--- Data for the task ---

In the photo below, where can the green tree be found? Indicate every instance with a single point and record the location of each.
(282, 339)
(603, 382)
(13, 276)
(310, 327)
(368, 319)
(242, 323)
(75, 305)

--- Goal ---
Print out every entry, keeping each one exact.

--- Reply to the exercise ---
In the photo below, where can the green tree be found? Indicate every instance with a single point and record the location of each.
(282, 339)
(603, 382)
(13, 276)
(310, 327)
(368, 319)
(242, 323)
(75, 305)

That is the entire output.